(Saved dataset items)

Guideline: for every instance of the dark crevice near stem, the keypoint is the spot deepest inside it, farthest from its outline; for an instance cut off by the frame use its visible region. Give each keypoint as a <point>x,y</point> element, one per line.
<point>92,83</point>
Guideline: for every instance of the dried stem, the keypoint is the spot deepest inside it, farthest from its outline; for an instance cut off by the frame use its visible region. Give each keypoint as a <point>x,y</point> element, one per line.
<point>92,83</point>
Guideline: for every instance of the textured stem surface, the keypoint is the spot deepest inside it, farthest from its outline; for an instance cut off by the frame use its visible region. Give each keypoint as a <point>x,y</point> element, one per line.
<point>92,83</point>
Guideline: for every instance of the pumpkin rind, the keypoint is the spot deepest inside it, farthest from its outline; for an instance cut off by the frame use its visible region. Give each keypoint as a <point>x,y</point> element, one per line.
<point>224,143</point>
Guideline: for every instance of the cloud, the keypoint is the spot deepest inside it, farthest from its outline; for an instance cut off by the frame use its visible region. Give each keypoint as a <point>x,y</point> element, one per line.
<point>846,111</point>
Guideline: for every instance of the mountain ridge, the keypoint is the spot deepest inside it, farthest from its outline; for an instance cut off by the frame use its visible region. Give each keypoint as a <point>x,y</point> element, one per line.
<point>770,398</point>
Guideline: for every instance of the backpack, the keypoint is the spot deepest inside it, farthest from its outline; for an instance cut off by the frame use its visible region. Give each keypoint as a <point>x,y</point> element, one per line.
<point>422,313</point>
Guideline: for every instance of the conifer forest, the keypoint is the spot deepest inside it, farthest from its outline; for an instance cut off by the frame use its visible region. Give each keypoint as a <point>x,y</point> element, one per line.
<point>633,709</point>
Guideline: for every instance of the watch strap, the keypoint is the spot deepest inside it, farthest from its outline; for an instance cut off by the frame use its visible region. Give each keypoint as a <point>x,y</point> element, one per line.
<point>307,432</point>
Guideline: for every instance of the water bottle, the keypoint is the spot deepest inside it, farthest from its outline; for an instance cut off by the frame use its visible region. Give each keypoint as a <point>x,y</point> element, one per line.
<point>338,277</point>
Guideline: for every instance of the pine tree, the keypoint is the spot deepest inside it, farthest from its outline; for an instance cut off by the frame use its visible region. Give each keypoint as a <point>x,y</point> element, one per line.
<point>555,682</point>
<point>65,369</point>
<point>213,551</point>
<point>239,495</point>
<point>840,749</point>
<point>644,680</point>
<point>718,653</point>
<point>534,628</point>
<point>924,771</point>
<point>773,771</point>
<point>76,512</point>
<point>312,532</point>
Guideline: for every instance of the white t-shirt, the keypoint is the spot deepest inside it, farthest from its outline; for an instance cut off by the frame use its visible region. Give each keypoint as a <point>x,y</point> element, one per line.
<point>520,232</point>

• What is needed: Reproduce each of the lines above word for word, with nothing changed.

• Worked solution:
Guideline: for every instance of the dark crevice near stem, the keypoint is the spot deepest inside it, farthest from its outline; for an instance cut off by the frame use its visible region. Give each keypoint as a <point>x,y</point> element, one per line.
<point>92,83</point>
Guideline: for every instance of the dried stem, the keypoint is the spot deepest inside it, farthest from its outline; for an instance cut off by the frame use its visible region. Give each keypoint as a <point>x,y</point> element, one per line.
<point>92,83</point>
Guideline: for every instance of the textured stem surface, the keypoint is the spot deepest inside it, farthest from its outline; for an instance cut off by the frame use its visible region. Give each keypoint as a <point>x,y</point> element, one per line.
<point>92,83</point>
Guideline: for every instance of the pumpkin rind, the keypoint is the spot deepest inside it, farthest from its outline; for an instance cut off by the frame use its visible region. Give each keypoint as a <point>x,y</point> element, one per line.
<point>224,143</point>
Guideline: for every instance of the cloud, the keypoint is the spot deepest inside it, farthest from its outline; for an instance cut off by the frame use its visible region. Give each keypoint as a <point>x,y</point> element, one per line.
<point>846,111</point>
Guideline: for every instance of the mountain ridge, the keypoint is the spot deepest inside it, farthest from its outline; for an instance cut off by the frame use its visible region. Give each keypoint as a <point>x,y</point> element, one per line.
<point>770,398</point>
Guideline: for every instance of the backpack, the keypoint is the spot deepest inside it, farthest from its outline; for an instance cut off by the frame use its visible region. Give each keypoint as a <point>x,y</point> element, one per line.
<point>422,313</point>
Guideline: for every instance of the conifer forest, the keypoint is the spot deepest inside it, farthest from its outline; for an instance cut off by the frame use its visible region. Give each keypoint as a <point>x,y</point> element, one per line.
<point>633,709</point>
Guideline: for every instance of the watch strap, the keypoint is the spot deepest inside it, farthest from its outline; for an instance cut off by the frame use its visible region. Give each keypoint as a <point>x,y</point> element, one per line.
<point>307,432</point>
Guideline: for every instance of the water bottle, the keypoint is the spot deepest inside it, farthest from its outline; for an instance cut off by the frame use its visible region. Give each keypoint as a <point>x,y</point> element, one per line.
<point>338,277</point>
Guideline: for every instance of the pine tree, the keypoint is the spot deepest inside it, farthest from its outline; for an instance cut off by the frame use its visible region. Give each keypoint as a <point>x,y</point> element, one per line.
<point>555,682</point>
<point>65,369</point>
<point>213,551</point>
<point>239,495</point>
<point>840,749</point>
<point>644,680</point>
<point>718,653</point>
<point>534,628</point>
<point>924,771</point>
<point>773,771</point>
<point>76,512</point>
<point>312,532</point>
Guideline: for every instance of the white t-shirt, the keypoint is the spot deepest inside it, farthest from its outline; for an instance cut off by the frame use its visible region. Give each keypoint as a <point>x,y</point> element, one per line.
<point>520,232</point>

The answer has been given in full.